START Data provided

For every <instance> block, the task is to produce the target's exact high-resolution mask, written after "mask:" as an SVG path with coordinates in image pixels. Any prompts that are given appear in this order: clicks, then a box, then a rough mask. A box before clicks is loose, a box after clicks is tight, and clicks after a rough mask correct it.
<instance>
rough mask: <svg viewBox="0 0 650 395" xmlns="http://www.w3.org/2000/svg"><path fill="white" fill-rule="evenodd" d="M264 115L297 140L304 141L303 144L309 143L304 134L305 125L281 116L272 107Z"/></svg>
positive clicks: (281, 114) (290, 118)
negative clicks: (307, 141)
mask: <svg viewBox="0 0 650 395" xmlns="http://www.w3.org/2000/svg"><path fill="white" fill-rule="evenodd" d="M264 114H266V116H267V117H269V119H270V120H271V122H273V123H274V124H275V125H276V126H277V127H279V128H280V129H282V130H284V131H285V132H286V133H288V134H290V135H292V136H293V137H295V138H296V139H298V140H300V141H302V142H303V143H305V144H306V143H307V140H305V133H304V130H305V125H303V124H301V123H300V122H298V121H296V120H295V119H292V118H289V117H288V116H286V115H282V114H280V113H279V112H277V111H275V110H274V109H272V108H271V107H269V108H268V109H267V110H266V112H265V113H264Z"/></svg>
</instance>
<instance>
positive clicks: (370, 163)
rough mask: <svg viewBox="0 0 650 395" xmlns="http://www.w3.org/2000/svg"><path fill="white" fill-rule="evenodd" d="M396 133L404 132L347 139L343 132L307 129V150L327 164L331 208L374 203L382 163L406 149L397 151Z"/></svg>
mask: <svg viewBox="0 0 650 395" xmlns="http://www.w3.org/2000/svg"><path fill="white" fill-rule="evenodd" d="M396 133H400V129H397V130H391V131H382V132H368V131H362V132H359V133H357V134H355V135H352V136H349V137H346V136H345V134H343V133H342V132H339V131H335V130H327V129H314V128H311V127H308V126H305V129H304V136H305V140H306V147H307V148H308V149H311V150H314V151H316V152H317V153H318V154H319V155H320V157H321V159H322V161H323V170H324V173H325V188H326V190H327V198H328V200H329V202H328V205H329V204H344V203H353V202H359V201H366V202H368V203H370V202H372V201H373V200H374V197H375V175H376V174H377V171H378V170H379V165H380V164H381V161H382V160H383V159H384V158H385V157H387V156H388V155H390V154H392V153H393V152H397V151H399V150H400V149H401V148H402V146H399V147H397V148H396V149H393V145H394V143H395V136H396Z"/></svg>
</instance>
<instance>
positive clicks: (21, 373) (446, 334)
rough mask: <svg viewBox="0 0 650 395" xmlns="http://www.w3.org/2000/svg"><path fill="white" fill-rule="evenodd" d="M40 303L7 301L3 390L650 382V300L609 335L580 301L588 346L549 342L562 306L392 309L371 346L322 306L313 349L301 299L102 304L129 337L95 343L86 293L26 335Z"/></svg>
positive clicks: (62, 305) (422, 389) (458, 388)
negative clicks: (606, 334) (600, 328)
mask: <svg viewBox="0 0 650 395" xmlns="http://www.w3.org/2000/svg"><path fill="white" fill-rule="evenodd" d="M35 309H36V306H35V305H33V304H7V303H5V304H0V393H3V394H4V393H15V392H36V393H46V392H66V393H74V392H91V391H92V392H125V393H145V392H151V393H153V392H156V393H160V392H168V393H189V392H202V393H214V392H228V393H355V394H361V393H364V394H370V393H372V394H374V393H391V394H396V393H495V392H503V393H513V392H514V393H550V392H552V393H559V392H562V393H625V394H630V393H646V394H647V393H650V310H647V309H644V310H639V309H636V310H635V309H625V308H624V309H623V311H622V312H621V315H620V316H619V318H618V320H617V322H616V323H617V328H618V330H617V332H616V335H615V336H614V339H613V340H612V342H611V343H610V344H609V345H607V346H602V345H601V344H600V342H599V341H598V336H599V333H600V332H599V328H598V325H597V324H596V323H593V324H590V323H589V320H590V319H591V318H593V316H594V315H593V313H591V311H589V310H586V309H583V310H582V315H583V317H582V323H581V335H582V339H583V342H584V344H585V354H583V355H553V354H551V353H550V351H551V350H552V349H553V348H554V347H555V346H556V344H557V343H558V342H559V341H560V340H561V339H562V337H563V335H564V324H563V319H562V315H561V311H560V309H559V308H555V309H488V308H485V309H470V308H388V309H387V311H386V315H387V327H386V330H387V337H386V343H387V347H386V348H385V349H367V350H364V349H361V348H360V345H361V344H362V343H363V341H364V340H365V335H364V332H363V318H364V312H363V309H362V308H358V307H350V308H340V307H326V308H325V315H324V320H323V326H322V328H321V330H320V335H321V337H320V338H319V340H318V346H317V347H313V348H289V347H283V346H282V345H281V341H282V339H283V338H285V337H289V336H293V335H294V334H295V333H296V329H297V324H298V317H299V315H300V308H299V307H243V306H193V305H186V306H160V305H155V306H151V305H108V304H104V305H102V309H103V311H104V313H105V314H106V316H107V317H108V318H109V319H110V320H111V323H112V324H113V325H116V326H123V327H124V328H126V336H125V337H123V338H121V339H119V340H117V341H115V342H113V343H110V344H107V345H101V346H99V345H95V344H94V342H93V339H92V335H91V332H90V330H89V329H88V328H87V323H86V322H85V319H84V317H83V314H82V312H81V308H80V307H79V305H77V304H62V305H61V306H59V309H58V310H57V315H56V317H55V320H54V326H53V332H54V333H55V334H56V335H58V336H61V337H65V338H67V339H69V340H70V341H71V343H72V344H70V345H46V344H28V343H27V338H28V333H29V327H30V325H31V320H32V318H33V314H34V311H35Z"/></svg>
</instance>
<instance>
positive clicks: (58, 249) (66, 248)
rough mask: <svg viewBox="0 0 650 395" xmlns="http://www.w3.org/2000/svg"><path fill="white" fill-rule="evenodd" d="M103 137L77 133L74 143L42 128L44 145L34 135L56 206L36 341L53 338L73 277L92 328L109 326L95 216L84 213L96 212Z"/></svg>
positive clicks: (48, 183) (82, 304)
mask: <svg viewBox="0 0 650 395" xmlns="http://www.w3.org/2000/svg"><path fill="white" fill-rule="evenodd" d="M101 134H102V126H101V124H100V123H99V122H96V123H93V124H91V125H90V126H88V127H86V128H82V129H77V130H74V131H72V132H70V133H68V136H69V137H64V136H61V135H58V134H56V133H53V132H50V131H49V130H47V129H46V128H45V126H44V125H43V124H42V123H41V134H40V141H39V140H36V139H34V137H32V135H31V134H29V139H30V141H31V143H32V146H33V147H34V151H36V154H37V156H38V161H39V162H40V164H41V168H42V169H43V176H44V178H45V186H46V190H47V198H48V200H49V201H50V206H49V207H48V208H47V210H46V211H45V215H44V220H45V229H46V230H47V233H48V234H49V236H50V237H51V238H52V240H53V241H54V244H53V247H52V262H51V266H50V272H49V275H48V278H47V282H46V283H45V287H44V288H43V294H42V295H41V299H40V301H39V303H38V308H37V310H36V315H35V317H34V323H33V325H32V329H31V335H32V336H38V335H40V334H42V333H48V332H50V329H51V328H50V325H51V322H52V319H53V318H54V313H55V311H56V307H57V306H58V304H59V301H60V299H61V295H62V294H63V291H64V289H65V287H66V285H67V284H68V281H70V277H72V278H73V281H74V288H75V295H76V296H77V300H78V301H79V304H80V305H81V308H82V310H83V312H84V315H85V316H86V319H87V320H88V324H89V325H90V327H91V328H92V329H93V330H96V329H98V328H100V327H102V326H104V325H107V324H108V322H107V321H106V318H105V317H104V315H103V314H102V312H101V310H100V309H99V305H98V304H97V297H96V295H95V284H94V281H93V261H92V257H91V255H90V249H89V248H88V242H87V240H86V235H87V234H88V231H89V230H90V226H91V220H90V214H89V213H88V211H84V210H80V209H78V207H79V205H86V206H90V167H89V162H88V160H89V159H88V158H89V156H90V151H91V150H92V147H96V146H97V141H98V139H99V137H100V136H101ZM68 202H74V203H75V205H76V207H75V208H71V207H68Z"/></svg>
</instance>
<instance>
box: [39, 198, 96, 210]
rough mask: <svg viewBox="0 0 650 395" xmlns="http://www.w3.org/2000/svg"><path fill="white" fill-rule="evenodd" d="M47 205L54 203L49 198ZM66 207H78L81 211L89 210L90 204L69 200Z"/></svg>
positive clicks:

END Data provided

» Required action: Everything above from the line containing "negative clicks: (307, 141)" down to the line containing "positive clicks: (21, 373) (446, 334)" should be copied exactly, both end lines included, and nothing else.

» Solution to the exercise:
negative clicks: (307, 141)
mask: <svg viewBox="0 0 650 395" xmlns="http://www.w3.org/2000/svg"><path fill="white" fill-rule="evenodd" d="M264 114H266V116H267V117H269V119H270V120H271V122H273V123H274V124H275V125H276V126H277V127H279V128H280V129H282V130H284V131H285V132H286V133H288V134H290V135H292V136H293V137H295V138H296V139H298V140H300V141H302V142H303V143H305V144H306V143H307V140H305V133H304V130H305V125H303V124H301V123H300V122H298V121H296V120H295V119H292V118H289V117H288V116H286V115H282V114H280V113H279V112H277V111H275V110H274V109H272V108H271V107H269V108H268V109H267V110H266V112H265V113H264Z"/></svg>
</instance>
<instance>
positive clicks: (370, 163)
rough mask: <svg viewBox="0 0 650 395" xmlns="http://www.w3.org/2000/svg"><path fill="white" fill-rule="evenodd" d="M396 133L404 132L347 139L343 132L307 129V150L327 164L331 208L374 203L382 163L406 149L397 151Z"/></svg>
mask: <svg viewBox="0 0 650 395" xmlns="http://www.w3.org/2000/svg"><path fill="white" fill-rule="evenodd" d="M396 133H400V129H397V130H391V131H382V132H368V131H362V132H359V133H357V134H355V135H352V136H349V137H346V136H345V134H343V133H342V132H339V131H335V130H327V129H314V128H311V127H308V126H305V129H304V136H305V140H306V147H307V148H308V149H311V150H314V151H316V152H317V153H318V154H319V155H320V157H321V159H322V161H323V170H324V173H325V188H326V190H327V198H328V200H329V202H328V205H329V204H344V203H353V202H359V201H366V202H368V203H370V202H372V201H373V200H374V197H375V175H376V174H377V171H378V170H379V165H380V164H381V161H382V160H383V159H384V158H385V157H387V156H388V155H390V154H392V153H393V152H397V151H399V150H400V149H401V148H402V146H399V147H397V148H396V149H393V145H394V143H395V136H396Z"/></svg>
</instance>
<instance>
positive clicks: (21, 373) (446, 334)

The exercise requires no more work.